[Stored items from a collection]
-- Opening Marker --
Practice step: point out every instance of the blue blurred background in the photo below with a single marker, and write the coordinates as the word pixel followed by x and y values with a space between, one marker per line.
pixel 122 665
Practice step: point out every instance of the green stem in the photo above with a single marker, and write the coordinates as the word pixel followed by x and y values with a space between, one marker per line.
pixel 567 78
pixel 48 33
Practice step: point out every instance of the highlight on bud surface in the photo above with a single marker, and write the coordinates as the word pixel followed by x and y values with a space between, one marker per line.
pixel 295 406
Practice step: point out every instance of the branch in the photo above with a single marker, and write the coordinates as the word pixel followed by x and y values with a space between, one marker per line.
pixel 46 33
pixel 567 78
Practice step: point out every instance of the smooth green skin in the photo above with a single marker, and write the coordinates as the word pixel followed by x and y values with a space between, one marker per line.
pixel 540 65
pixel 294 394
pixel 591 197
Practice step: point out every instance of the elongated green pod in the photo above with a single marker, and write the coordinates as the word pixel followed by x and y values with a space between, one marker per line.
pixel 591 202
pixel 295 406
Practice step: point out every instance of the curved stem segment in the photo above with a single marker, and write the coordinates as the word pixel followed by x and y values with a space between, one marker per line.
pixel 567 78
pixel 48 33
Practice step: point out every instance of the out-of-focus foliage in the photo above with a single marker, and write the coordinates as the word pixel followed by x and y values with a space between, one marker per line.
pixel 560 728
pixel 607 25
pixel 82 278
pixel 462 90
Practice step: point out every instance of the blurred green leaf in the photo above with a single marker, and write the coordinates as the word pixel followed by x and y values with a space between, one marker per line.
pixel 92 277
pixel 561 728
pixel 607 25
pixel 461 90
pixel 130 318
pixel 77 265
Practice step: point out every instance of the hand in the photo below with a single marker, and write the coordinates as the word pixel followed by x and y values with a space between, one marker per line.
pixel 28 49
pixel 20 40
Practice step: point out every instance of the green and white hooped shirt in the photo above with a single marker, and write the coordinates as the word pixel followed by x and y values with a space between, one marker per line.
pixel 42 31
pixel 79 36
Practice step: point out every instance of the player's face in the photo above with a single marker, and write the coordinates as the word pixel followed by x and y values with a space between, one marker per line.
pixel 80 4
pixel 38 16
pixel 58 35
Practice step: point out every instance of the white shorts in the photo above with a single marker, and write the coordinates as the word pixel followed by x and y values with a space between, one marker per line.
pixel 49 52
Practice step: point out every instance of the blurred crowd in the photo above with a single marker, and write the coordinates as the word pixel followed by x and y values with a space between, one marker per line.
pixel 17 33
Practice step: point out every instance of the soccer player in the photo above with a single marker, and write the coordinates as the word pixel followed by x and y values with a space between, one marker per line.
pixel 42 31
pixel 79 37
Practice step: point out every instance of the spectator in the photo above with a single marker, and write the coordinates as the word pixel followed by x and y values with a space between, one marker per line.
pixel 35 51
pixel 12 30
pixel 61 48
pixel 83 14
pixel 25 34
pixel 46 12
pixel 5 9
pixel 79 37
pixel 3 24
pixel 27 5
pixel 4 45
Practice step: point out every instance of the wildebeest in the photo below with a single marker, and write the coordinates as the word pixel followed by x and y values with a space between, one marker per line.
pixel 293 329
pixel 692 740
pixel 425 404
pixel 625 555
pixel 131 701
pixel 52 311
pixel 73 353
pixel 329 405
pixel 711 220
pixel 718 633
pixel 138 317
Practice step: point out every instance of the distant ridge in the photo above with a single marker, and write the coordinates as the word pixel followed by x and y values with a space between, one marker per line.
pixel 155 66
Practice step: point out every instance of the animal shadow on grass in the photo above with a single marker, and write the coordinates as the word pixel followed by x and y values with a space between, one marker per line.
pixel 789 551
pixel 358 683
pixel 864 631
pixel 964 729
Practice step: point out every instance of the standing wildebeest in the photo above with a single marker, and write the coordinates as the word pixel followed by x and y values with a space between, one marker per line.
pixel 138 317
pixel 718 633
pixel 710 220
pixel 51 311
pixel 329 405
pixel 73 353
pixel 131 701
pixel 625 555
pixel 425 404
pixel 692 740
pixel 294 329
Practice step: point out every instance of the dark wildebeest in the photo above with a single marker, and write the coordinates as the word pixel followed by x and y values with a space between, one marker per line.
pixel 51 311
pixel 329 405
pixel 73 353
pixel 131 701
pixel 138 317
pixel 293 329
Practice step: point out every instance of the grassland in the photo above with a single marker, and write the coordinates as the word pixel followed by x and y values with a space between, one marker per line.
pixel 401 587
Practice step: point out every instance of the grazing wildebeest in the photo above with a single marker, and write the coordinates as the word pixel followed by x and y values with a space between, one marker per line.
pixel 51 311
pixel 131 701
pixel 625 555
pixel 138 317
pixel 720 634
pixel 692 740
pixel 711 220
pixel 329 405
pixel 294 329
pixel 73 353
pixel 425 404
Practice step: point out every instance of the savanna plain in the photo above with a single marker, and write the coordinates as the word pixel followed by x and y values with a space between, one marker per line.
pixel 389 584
-- Closing Marker --
[Aim of the task] The response must be an exact reproduction of all the entries.

[Problem solution]
Practice step: point out every instance of the blue blurred background in the photo below with a single marker, and write the coordinates as the word pixel followed by x and y values with a space between, one marker per line.
pixel 122 665
Practice step: point out every instance of the green stem in the photo above with a single marker, and write the coordinates as the word pixel followed by x and y values with a space between, one marker per line.
pixel 567 78
pixel 48 33
Practice step: point out every instance of the highlight on bud surface in the photo above with a single marker, and write the coordinates as the word pixel followed by x and y values with a space between, one marker per line.
pixel 295 406
Practice step: point out every instance of the branch in the photo above with a single marker, and write the coordinates as the word pixel followed by x and y values with a space between, one marker per line.
pixel 46 33
pixel 567 78
Practice step: point out every instance of the smooth green skin in the photo above with a single marker, and write the coordinates as the word pixel followed by x and y values with a space between, one marker per line.
pixel 540 65
pixel 294 394
pixel 591 197
Practice step: point out every instance of the elongated green pod in the photo above with a single marker, and write the coordinates as the word pixel followed by x and y values with a space between, one marker per line.
pixel 591 202
pixel 295 406
Practice step: point out every instance of the curved stem segment in the photo above with a single marker, and write the coordinates as the word pixel followed by x and y values with a space between, one marker per line.
pixel 567 78
pixel 48 33
Practice step: point out every instance of the out-of-focus foliage in the photo above with a single marker, and write the coordinates as the word pixel followed by x and y values with a space between, one marker per line.
pixel 560 728
pixel 607 25
pixel 82 278
pixel 462 90
Practice step: point out every instance of the blurred green leaf in the photo above with a single marker, and write the coordinates as the word pixel followed by x and y values with a space between, one marker per line.
pixel 92 277
pixel 561 728
pixel 607 25
pixel 461 90
pixel 130 318
pixel 77 265
Practice step: point out every instance of the hand in the photo below with a single marker, and write the coordinates as the word pixel followed by x and y values with a space between, one marker per line.
pixel 28 49
pixel 20 40
Practice step: point out every instance of the green and white hooped shirt in the photo above with a single marker, and write the coordinates as the word pixel followed by x and y values with a space between, one marker per line.
pixel 42 31
pixel 79 36
Practice step: point out every instance of the player's face in the photo above with a single marker, and write the coordinates as the word pixel followed by x and y values with a space between, one marker per line.
pixel 80 4
pixel 38 16
pixel 58 35
Practice step: point out every instance of the white shorts in the photo above with a single marker, and write the coordinates as the word pixel followed by x and y values with a space between, one marker per line.
pixel 49 52
Practice step: point out every instance of the blurred crowd in the photo above with a single marker, and write the coordinates as the word pixel followed by x and y values with a space between, one marker per line.
pixel 17 33
Practice step: point out every instance of the soccer player in the photo above with a single marker, and write the coordinates as the word pixel followed by x and y values with a space between, one marker per line.
pixel 42 31
pixel 79 37
Practice step: point out every instance of the spectator in the photo above with a single marker, and write the coordinates as the word pixel followed by x and y values with a space between, one marker per line.
pixel 35 51
pixel 12 30
pixel 61 48
pixel 83 14
pixel 25 34
pixel 46 12
pixel 5 9
pixel 79 37
pixel 3 24
pixel 27 5
pixel 4 45
Practice step: point out every instance of the wildebeest in the photo below with a single marker, and write the coordinates as the word pixel followed by x and y values with a space between, one marker per line.
pixel 293 329
pixel 692 740
pixel 425 404
pixel 625 555
pixel 131 701
pixel 52 311
pixel 73 353
pixel 329 405
pixel 711 220
pixel 718 633
pixel 138 317
Practice step: point out every instance of the distant ridge in the photo above with a single marker, and write the coordinates as the word pixel followed by x and y values with a space between, one marker per line.
pixel 155 66
Practice step: point out every instance of the animal shadow on grass in the photo above with a single marker, and write the coordinates as the word pixel followed by x and y values with a space between, one marker per line.
pixel 789 551
pixel 358 683
pixel 864 631
pixel 964 729
Practice step: point out every instance of the standing wildebeest in the photo above with a single marker, and write the coordinates as the word pixel followed by x and y values with a space between, one marker per line.
pixel 138 317
pixel 718 633
pixel 710 220
pixel 51 311
pixel 329 405
pixel 73 353
pixel 131 701
pixel 625 555
pixel 425 404
pixel 692 740
pixel 294 329
Practice step: point out every instance of the dark wildebeest in the photo above with a single marker, and write the coordinates as the word pixel followed by x and y values with a space between, one marker per line.
pixel 51 311
pixel 329 405
pixel 73 353
pixel 131 701
pixel 138 317
pixel 293 329
Practice step: point out every instance of the grassland in the photo above with a single marker, and write the coordinates as the word pixel followed by x and y values with a space between, one marker per line.
pixel 401 587
Practice step: point out every instance of the grazing wildebeest in the photo above with a single marker, and write the coordinates as the word pixel followed by x and y values with a space between, one marker per line.
pixel 51 311
pixel 131 701
pixel 625 555
pixel 138 317
pixel 720 634
pixel 692 740
pixel 711 220
pixel 329 405
pixel 294 329
pixel 73 353
pixel 425 404
Practice step: point out every instance of the savanna plain in the photo above with a single marker, and write the coordinates as the word pixel followed by x and y values with a space between, one marker per line.
pixel 389 584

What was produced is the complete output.